> _What to work on_: Everything from the line containing "Please spot the backhoe loader wheel" through the final line of the records must be transcribed verbatim; nothing else belongs in the result.

- - - - - - -

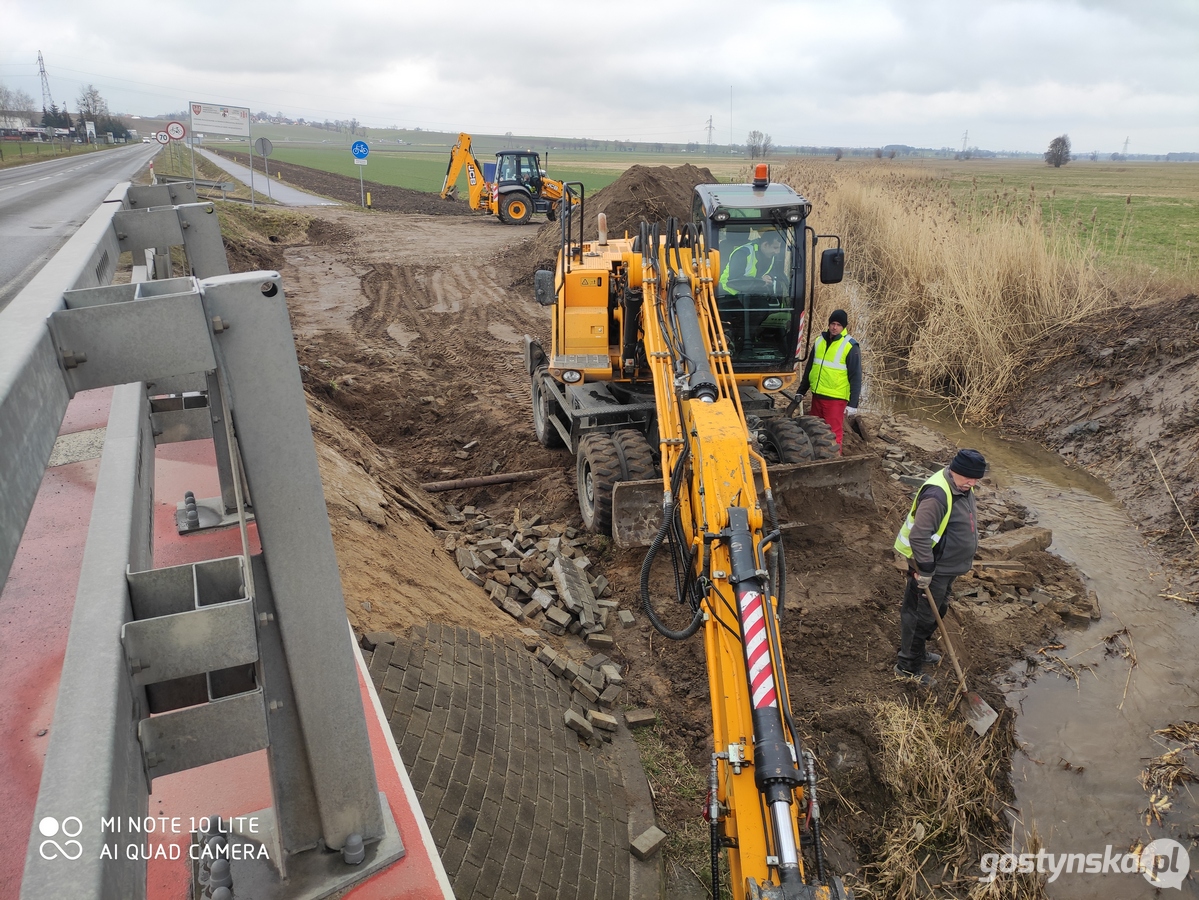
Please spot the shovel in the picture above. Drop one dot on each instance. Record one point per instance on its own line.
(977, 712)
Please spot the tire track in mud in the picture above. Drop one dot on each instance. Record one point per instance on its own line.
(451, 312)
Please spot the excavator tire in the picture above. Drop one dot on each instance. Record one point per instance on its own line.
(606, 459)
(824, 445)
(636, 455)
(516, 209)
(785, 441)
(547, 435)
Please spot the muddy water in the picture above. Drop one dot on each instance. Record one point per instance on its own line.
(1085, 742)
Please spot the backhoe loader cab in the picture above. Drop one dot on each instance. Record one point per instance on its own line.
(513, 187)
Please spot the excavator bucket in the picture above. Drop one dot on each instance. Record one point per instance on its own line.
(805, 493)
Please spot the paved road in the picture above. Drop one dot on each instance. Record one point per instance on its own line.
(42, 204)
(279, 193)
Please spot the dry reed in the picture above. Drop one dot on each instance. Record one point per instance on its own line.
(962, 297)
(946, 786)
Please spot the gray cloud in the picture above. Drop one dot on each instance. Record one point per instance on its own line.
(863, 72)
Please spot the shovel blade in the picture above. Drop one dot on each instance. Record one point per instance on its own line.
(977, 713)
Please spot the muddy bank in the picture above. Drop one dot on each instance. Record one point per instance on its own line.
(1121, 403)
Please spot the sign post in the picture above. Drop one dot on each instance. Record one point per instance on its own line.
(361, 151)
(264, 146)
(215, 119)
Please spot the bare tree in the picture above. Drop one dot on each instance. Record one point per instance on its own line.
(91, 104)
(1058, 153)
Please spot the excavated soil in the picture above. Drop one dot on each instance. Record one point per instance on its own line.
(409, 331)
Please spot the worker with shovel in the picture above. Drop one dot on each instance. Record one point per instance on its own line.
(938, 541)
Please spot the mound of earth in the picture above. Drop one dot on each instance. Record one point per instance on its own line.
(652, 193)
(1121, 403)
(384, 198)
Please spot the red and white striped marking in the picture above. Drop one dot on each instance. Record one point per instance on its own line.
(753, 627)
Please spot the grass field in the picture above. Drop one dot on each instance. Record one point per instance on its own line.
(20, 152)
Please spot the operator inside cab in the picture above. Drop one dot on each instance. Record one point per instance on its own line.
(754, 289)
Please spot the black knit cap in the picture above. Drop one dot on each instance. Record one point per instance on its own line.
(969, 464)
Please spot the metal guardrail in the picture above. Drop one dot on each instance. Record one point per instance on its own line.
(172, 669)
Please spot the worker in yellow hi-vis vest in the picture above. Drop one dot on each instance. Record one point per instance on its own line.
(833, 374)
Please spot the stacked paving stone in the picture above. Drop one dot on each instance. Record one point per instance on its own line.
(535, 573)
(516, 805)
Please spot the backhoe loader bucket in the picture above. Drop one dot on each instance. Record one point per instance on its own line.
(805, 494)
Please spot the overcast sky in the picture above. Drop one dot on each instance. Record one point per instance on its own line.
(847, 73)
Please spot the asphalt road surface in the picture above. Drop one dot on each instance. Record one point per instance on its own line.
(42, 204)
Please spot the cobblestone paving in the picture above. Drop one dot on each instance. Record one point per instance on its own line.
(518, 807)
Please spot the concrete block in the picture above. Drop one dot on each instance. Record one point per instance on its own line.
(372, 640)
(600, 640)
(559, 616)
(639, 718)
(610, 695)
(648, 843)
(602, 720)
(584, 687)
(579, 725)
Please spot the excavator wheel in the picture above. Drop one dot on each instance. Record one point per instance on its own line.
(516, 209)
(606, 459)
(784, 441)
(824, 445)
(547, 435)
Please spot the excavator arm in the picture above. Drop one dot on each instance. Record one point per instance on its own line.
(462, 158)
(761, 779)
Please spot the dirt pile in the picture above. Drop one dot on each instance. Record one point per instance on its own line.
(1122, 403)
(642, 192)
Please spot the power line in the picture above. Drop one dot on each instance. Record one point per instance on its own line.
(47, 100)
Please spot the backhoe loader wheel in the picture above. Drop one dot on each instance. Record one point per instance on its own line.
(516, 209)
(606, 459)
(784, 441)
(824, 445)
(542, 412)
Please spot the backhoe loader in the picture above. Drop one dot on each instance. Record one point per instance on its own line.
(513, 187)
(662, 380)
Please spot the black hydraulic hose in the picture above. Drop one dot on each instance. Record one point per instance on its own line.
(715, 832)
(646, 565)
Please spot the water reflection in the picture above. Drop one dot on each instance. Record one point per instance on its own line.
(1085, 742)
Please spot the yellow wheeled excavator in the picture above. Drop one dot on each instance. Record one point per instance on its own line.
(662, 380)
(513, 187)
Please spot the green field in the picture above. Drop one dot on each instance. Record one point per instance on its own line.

- - - - - - -

> _Exercise solution_:
Please spot the backhoe loader wheel in the picture above. Drop one dot on each instance. Record one point per instance on its own line.
(516, 209)
(606, 459)
(784, 441)
(824, 445)
(542, 412)
Please spot the backhoe loader in the picture above. Drop one dot on each instance. Record one point per instance on its own line.
(513, 187)
(662, 380)
Please spot the black hydraulic hose in the picture above. Drop one dot on each instance. Record one point per instance on its own line.
(715, 832)
(646, 565)
Please spot the water reflection in the picture above. Drop one dot on each instance. Record one point per instance on its own line.
(1085, 742)
Please spot the yellow wheeled excavator in the picture above. Drop one dot on each instance. Record one point per instance on its own line.
(662, 380)
(513, 187)
Please spot the green field in the picture above. Drop one dot on each instance. Record one point per instance on its own line.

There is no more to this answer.